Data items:

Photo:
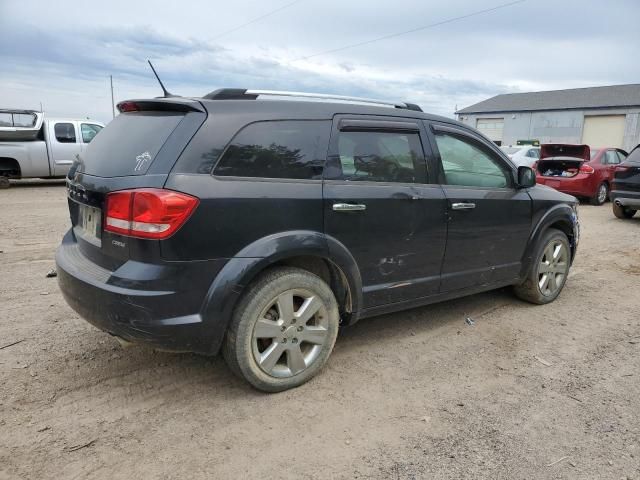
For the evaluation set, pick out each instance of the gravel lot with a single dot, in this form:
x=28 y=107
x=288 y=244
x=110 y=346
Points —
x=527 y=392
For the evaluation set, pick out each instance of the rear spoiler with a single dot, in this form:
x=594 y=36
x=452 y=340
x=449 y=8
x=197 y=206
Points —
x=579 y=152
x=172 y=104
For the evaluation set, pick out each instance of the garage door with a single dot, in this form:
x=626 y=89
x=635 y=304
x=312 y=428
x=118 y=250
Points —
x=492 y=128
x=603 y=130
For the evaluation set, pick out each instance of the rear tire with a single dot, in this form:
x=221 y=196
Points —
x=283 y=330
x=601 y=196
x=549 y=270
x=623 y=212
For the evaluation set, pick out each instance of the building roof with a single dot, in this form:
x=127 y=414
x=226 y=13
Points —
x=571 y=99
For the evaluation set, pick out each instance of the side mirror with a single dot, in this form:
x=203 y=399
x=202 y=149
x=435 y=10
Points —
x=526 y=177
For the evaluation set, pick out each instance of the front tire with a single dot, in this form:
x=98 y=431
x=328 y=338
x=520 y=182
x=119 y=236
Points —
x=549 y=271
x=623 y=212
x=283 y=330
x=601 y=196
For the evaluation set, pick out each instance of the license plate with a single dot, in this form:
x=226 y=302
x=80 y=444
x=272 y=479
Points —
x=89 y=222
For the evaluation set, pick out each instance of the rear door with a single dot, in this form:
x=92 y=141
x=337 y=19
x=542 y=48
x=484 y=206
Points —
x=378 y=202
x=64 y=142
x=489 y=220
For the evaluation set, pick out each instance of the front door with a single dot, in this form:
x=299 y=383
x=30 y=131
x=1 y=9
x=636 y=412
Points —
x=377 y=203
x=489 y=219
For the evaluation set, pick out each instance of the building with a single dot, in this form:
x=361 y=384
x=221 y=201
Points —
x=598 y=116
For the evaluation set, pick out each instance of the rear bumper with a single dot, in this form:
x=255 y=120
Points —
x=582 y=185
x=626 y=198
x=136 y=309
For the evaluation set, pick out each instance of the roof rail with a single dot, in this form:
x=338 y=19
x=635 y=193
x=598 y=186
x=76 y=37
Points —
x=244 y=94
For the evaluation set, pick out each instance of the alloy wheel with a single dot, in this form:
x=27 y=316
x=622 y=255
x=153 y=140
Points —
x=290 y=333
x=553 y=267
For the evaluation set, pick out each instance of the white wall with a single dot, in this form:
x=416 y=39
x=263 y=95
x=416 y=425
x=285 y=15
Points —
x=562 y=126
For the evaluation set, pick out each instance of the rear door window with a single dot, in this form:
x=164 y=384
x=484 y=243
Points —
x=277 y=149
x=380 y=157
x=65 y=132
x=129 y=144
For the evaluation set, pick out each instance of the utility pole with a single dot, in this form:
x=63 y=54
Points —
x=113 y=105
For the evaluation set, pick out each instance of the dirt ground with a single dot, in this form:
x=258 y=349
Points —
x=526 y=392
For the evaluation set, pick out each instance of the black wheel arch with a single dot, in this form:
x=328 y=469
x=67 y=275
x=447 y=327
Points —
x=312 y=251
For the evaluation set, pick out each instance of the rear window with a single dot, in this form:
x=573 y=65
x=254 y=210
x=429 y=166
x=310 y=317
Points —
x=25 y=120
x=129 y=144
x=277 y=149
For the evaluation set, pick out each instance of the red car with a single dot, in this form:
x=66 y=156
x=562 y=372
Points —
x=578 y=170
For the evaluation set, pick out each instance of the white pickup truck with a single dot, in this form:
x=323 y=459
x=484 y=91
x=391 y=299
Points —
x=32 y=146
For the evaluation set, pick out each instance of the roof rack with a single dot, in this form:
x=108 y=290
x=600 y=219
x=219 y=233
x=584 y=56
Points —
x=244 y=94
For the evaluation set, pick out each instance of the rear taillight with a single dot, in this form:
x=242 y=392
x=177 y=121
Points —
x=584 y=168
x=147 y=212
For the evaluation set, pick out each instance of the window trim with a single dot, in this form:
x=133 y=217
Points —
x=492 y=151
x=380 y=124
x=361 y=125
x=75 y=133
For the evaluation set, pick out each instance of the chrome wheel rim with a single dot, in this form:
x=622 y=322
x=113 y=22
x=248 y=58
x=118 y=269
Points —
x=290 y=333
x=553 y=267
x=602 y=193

---

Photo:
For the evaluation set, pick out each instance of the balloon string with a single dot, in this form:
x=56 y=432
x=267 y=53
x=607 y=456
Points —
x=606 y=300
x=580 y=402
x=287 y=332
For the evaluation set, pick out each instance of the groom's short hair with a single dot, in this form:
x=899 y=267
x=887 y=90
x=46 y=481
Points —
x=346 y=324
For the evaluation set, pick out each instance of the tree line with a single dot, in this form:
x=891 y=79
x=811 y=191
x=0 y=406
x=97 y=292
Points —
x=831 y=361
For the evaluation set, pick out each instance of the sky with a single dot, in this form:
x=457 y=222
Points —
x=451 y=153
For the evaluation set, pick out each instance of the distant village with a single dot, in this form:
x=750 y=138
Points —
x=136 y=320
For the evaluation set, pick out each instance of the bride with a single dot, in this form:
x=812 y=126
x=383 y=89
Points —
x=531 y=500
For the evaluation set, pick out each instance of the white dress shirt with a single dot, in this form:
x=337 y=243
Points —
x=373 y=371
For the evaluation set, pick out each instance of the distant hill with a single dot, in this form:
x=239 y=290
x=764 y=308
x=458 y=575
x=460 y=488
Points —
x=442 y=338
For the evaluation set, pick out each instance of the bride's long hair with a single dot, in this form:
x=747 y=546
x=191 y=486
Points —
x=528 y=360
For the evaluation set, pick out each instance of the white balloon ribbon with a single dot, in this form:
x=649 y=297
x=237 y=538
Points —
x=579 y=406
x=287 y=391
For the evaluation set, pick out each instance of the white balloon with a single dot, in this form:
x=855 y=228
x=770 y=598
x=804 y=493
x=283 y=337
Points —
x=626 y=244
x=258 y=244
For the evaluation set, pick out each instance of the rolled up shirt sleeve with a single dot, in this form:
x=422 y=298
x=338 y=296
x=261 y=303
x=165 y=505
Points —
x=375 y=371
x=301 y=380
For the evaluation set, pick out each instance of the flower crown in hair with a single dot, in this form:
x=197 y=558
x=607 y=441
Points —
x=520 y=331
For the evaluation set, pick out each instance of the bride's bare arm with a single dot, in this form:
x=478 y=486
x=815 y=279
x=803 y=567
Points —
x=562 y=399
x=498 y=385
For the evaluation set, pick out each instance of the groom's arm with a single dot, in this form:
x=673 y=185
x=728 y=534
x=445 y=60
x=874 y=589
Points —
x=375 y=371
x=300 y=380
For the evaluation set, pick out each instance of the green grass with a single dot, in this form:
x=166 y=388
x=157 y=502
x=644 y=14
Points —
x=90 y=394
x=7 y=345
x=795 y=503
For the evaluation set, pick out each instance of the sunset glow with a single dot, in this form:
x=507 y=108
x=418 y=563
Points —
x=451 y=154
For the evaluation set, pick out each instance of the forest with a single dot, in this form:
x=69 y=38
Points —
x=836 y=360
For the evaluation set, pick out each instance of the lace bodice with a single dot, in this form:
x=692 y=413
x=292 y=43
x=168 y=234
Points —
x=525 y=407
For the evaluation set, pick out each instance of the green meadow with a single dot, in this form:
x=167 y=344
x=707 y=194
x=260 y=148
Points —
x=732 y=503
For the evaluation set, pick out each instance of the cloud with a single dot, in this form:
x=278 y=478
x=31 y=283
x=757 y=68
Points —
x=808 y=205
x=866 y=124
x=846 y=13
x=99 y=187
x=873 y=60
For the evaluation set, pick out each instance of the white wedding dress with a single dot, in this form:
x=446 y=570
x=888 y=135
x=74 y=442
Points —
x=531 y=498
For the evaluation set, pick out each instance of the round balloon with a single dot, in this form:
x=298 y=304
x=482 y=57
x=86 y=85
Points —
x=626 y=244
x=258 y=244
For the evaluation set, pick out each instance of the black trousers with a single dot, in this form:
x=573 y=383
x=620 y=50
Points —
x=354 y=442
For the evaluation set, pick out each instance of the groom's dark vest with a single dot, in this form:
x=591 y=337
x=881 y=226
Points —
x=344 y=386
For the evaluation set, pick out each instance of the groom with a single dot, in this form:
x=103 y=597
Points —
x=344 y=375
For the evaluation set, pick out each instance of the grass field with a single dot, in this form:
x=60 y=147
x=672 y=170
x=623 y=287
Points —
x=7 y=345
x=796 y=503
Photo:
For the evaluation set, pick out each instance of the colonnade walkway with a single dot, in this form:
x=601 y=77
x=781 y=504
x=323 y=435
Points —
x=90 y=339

◆ **Given exercise**:
Retype the lines from the items above without any changes, beginning at the line that contains "For the evaluation set, pick out each instance of the window" and stopping after the line that contains "x=602 y=193".

◆ **Finished exercise**:
For the evaluation set, pick out each instance of the window trim with a single dot, in this form:
x=133 y=217
Points —
x=492 y=151
x=380 y=124
x=361 y=125
x=75 y=133
For the evaluation set, pick out each instance of the chrome wheel rim with a single dot, in this form:
x=622 y=322
x=113 y=22
x=248 y=58
x=118 y=269
Points —
x=290 y=333
x=553 y=267
x=602 y=193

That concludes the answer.